26. Variations, Static and Cookies

Part of CS:2820 Object Oriented Software Development Notes, Fall 2015
by Douglas W. Jones
THE UNIVERSITY OF IOWA Department of Computer Science

 

What if we eliminate Static?

Some object-oriented languages have no static fields of classes. Suppose we have something like this:

class Simulator {
	private static PriorityQueue  eventSet

	static void schedule( Event e ) {
		/** Call schedule to make e happen at its time.
		 */
		eventSet.add( e );
	}

	static void run() {
		while (!eventSet.isEmpty()) {
			Event e = eventSet.remove();
			e.trigger();
		}
	}
}

How do we rewrite this if we can't use static fields? The first step is obvious, delete the word static, but this breaks many things. The main program is going to have to declare an object of class Simulator and pass that as a parameter each time a call is made to some code that needs to schedule an event. Thus, we begin with this code in the main program (this code is from the road network example):


		try {
			Simulator s = new Simulator();
		        readNetwork( s, new Scanner( new File( args[0] )));
			checkNetwork();
			writeNetwork();
			s.run();
		} catch (FileNotFoundException e) {
			Errors.fatal( "Can't open file '" + args[0] + "'" );
		}

Note that we had to pass the simulator to readNetwork() so that readNetwork() could pass it to new Source() so that the initializer for Source() can add a new ExitIntersectionEvent to the pending event set.

PARTS OF THE EXERCISE →
- 1) In the lecture notes on eliminating static, why does the simulator have to be passed to readNetwork()? Answer in one to three sentences.
- 2) Please list every method called by name inside the try block of the main program code in the lecture notes on eliminating static, leaving out constructor calls made with new.
- 3) Take the lecture notes on eliminating static further, continuing from their final sentence.

MATERIAL SHOWN →
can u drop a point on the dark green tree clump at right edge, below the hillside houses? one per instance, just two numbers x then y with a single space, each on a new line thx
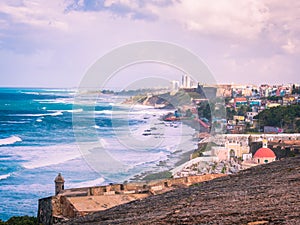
287 117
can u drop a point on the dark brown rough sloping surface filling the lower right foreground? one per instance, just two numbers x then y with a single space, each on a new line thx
266 194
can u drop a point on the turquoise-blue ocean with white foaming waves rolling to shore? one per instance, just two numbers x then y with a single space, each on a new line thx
92 142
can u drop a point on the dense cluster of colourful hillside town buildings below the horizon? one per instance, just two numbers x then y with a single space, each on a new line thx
242 102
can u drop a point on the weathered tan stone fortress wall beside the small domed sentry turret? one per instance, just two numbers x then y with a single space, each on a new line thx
75 202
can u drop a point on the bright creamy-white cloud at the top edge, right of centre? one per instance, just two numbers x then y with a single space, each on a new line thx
244 19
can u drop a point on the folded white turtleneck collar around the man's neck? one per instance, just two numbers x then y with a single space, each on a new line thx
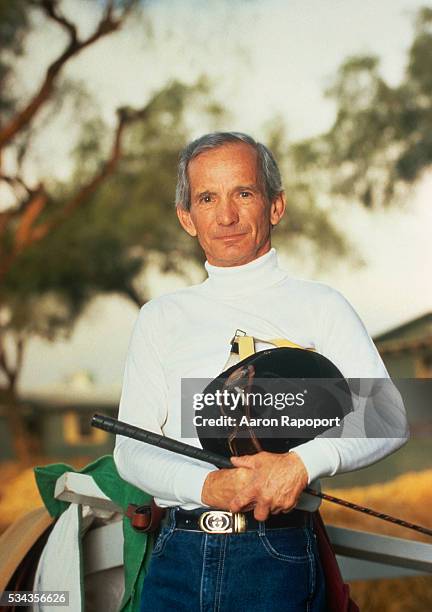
248 278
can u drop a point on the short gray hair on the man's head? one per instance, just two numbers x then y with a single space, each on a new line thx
268 169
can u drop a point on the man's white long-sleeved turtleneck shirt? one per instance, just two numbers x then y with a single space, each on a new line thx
187 333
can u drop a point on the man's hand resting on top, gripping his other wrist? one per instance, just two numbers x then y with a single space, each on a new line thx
275 486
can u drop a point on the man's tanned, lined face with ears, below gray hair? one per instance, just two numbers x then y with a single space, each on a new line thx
229 211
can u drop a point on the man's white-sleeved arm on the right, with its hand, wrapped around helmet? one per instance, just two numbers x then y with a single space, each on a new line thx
279 479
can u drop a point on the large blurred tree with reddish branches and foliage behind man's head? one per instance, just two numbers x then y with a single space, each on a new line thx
63 243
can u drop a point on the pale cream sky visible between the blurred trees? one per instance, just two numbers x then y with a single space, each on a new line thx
266 58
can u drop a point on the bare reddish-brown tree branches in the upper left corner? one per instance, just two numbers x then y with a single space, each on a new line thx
22 224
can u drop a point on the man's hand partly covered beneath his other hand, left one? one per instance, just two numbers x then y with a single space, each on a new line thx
221 486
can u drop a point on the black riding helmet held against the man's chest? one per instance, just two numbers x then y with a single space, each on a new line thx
308 386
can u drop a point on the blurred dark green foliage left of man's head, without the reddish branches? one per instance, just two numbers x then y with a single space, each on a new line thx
105 245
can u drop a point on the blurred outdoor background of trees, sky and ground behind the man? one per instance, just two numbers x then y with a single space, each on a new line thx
98 97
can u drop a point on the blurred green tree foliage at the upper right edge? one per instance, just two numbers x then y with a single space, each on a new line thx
380 141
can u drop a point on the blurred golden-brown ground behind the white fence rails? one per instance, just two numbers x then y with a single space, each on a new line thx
408 496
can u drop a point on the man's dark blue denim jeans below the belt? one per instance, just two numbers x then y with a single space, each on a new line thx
257 571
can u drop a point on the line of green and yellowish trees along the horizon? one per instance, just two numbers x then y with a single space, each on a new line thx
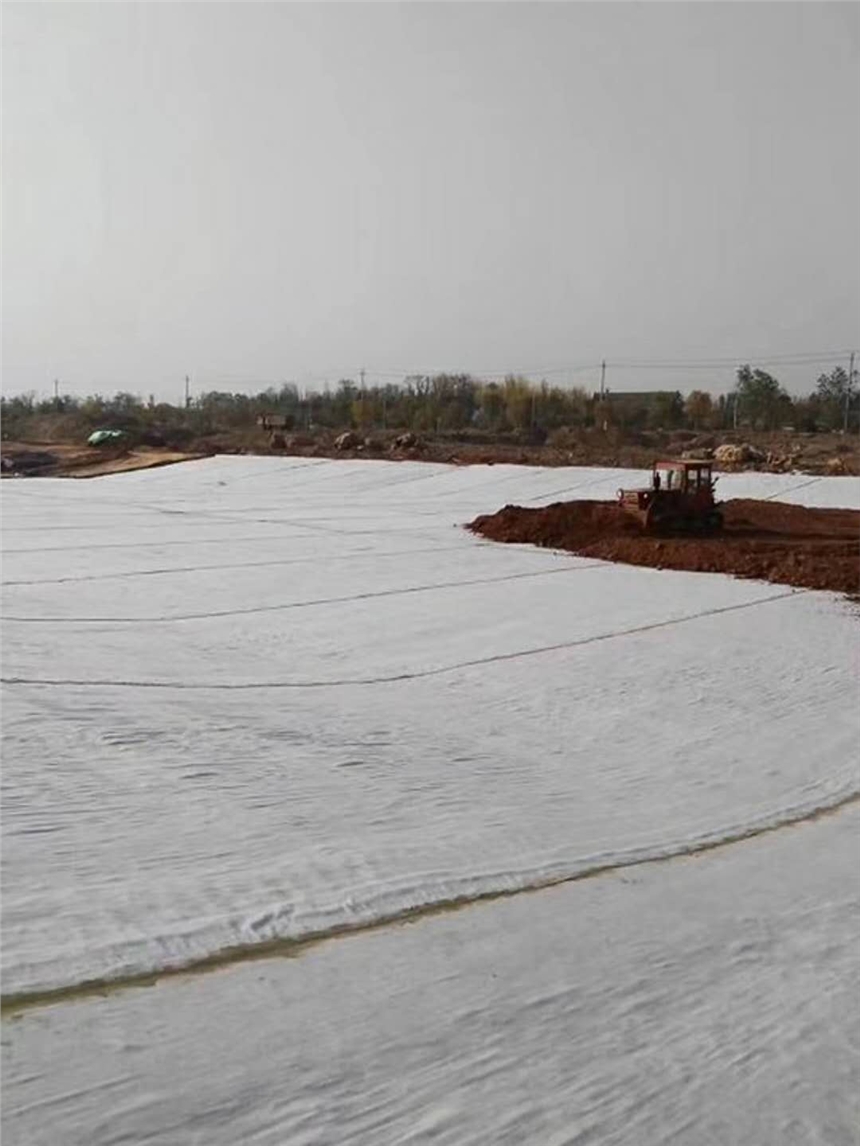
444 404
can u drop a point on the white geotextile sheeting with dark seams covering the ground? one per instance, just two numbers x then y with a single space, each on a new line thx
293 762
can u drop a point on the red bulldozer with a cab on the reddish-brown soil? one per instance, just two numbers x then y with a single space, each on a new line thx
679 499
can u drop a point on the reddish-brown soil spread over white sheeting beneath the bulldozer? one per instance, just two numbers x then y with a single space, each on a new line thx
791 545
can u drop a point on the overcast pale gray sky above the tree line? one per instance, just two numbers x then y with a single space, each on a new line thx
254 193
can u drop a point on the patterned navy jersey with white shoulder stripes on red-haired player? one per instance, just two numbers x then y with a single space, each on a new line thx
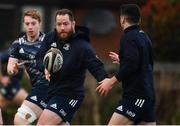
24 50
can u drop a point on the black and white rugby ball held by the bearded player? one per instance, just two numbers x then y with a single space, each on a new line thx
53 60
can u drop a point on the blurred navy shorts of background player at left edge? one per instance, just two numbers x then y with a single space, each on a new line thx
10 91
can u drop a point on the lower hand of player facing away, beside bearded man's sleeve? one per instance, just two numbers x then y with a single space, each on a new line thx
104 87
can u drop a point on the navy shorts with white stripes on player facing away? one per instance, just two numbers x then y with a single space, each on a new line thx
137 109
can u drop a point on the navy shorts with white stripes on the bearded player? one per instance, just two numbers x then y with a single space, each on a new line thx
64 106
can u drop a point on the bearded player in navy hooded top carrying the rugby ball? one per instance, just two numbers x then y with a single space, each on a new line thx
66 91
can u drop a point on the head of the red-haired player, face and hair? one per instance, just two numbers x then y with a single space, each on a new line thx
31 21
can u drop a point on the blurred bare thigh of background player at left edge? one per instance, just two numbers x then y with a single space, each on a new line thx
20 97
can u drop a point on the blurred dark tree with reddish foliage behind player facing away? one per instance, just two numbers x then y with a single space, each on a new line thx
162 21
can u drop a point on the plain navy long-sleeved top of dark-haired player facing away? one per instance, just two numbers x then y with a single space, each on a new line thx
136 66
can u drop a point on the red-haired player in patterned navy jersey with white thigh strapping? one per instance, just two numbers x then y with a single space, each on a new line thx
23 53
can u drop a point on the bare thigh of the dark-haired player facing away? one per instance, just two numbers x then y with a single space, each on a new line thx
118 119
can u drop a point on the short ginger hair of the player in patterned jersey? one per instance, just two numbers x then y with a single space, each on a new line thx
33 13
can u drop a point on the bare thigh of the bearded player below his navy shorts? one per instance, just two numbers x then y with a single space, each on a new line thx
48 117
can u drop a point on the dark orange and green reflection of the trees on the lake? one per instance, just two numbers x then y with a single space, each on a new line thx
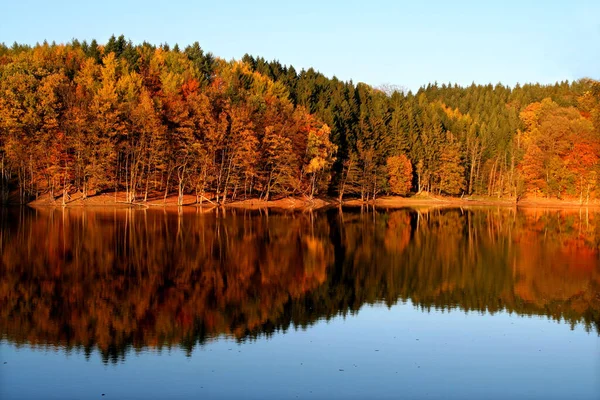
119 279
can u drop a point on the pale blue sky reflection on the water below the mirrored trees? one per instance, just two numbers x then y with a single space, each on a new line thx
396 353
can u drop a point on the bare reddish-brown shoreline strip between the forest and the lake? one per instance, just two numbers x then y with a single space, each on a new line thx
298 203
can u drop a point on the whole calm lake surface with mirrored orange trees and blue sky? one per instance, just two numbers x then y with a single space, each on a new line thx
385 304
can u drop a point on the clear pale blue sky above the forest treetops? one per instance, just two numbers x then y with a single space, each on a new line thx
406 43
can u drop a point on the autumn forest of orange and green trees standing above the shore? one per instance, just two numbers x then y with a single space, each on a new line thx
157 121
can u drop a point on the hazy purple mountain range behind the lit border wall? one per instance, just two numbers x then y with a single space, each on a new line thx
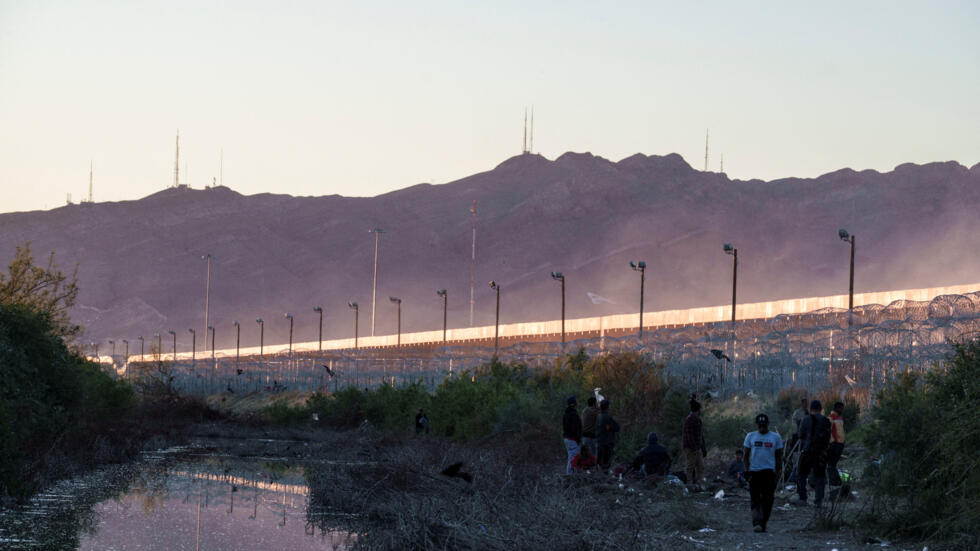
141 270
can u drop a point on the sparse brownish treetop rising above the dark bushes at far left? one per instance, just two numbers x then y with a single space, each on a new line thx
44 290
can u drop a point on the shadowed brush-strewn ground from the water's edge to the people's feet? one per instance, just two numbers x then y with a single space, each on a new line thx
390 489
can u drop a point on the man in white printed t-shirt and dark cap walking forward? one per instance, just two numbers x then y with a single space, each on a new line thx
763 456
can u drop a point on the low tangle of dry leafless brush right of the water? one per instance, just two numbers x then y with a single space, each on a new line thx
401 502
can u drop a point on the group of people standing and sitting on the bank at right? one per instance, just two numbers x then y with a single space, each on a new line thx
591 437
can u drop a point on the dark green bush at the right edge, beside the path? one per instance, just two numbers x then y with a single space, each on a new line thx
926 432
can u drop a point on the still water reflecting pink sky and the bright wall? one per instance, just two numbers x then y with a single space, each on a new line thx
178 499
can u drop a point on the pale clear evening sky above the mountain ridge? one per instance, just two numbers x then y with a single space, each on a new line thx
362 98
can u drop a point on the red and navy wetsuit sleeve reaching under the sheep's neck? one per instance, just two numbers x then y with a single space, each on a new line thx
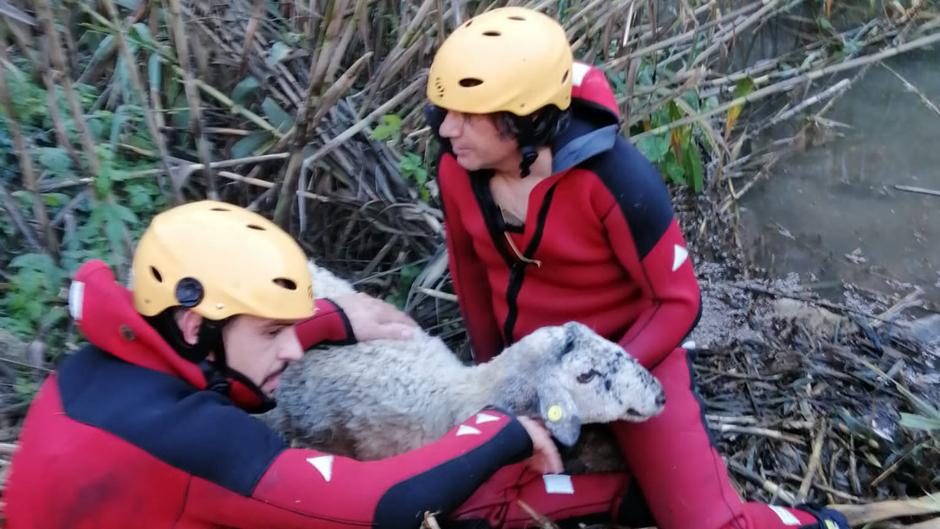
305 488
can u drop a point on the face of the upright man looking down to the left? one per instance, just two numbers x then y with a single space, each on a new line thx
477 142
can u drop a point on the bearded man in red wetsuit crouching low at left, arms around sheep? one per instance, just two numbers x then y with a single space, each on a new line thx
147 426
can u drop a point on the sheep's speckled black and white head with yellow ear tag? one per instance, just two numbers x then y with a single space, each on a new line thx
593 380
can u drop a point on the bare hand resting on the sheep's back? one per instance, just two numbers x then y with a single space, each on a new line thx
373 319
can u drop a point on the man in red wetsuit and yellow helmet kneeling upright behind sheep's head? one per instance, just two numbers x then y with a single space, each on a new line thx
551 217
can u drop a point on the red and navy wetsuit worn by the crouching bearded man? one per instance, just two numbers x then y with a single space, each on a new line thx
125 434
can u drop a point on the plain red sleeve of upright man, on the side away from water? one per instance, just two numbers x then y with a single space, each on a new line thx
468 272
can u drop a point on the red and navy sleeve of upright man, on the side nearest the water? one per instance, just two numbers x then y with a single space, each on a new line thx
646 238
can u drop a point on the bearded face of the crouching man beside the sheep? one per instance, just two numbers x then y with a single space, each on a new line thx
260 349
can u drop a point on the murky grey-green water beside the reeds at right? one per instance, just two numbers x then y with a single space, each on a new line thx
831 213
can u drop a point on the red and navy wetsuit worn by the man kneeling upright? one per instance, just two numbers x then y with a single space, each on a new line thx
600 245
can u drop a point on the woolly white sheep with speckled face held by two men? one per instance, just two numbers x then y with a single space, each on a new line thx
380 398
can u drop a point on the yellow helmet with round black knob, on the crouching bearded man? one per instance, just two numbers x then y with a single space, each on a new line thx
220 260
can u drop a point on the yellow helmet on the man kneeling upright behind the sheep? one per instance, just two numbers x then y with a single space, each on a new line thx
509 59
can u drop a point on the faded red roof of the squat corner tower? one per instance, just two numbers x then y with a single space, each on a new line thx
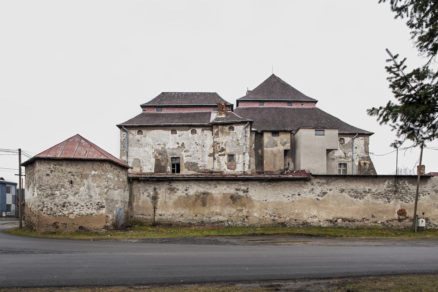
77 148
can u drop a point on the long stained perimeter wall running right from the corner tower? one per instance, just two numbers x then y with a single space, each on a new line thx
323 201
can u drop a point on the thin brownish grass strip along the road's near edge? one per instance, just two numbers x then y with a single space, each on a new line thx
399 283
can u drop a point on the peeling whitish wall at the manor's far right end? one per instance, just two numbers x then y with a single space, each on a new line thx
362 161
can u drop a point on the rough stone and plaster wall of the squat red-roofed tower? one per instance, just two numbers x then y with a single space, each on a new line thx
75 195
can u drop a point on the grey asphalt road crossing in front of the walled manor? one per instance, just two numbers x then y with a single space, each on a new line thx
31 262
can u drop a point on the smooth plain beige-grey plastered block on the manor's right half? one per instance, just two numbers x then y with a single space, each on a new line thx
311 150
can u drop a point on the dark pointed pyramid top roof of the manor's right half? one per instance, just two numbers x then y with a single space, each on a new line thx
275 89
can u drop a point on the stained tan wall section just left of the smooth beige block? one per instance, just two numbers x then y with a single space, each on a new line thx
273 152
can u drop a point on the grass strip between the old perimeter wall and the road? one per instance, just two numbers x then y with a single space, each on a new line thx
140 232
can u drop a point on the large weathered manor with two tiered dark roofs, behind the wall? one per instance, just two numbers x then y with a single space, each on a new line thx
274 129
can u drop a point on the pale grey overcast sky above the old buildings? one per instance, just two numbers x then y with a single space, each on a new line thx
70 67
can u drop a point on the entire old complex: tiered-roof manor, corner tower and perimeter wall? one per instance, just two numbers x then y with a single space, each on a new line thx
192 158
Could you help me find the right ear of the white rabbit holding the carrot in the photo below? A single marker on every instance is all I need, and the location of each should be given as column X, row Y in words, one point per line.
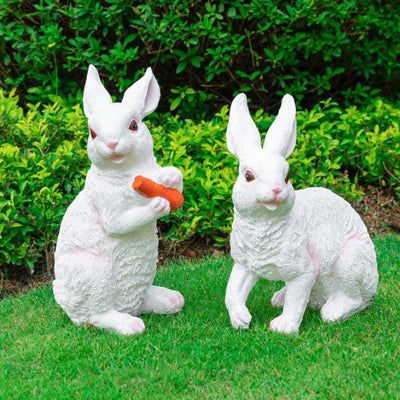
column 144, row 94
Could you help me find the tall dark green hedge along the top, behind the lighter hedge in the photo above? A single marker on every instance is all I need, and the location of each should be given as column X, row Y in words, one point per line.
column 204, row 50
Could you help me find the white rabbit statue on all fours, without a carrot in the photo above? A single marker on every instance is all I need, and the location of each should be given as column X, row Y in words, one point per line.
column 311, row 239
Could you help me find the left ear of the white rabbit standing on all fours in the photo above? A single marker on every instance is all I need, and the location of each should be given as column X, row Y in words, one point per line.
column 242, row 135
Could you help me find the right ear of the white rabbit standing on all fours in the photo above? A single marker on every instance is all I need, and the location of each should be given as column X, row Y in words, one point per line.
column 281, row 136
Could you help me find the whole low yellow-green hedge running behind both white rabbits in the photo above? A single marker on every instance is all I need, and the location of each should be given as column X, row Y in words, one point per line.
column 43, row 163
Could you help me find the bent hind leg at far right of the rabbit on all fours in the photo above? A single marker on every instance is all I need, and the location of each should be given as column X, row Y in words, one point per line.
column 353, row 282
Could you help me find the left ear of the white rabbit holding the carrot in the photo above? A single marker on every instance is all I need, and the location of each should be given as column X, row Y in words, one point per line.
column 94, row 93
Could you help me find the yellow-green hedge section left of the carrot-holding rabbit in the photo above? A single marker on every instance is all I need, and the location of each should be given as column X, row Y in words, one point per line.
column 42, row 168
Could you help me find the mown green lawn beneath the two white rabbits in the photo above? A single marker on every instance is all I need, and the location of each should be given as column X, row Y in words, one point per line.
column 196, row 354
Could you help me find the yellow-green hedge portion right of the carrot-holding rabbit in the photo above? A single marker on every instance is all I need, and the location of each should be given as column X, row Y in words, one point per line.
column 336, row 148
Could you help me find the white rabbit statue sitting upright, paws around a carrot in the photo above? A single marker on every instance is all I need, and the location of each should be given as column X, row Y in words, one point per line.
column 106, row 253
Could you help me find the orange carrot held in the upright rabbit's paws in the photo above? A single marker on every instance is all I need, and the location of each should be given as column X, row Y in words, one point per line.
column 148, row 188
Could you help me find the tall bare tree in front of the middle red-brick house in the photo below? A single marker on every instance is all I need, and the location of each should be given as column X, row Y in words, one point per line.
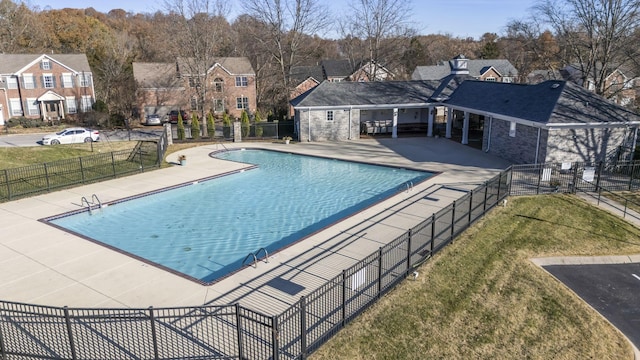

ANSWERS FOR THIS EXERCISE →
- 1) Without static fields, the main program must create a Simulator object and pass it to any code that needs to schedule an event. readNetwork() receives it so it can pass it on to new Source(), whose initializer adds a new ExitIntersectionEvent to the pending event set.

- 2) readNetwork(), checkNetwork(), writeNetwork(), run()

- 3)
This, in turn, requires that class Simulator.event know the identity of the simulator, either taking advantage of the knowledge each inner class has of the identity of its outer class, or by having the simulator passed as an explicit parameter. We take the latter path in the following code:

class Simulator {

	public static abstract class Event {
		public float time;       // the time of this event
		abstract void trigger( Simulator s ); // the action to take
	}

	private static PriorityQueue  eventSet
	= new PriorityQueue  (
		(Event e1, Event e2) -> Float.compare( e1.time, e2.time )
	);

	static void schedule( Event e ) {
		/** Call schedule to make e happen at its time.
		 */
		eventSet.add( e );
	}

	static void run() {
		/** Call run after scheduling some initial events
		 *  to run the simulation.
		 */
		while (!eventSet.isEmpty()) {
			Event e = eventSet.remove();
			e.trigger( this );
		}
	}
}

Of course, we must now rewrite the trigger methods of each class of event.

Bad Consequences

The lack of static fields leads to bad consequences. Chief among these is the temptation to create multiple instances of classes that should logically have only one instance. For example, the basic discrete-event simulation algorithm only admits to having one pending event set. If the designers of a large application accidentally create multiple pending event sets, the application will almost certainly break because the simulated time will no-longer advance monotonically. A simulated world in which time can move backward is simply not compatable with reality as we know it.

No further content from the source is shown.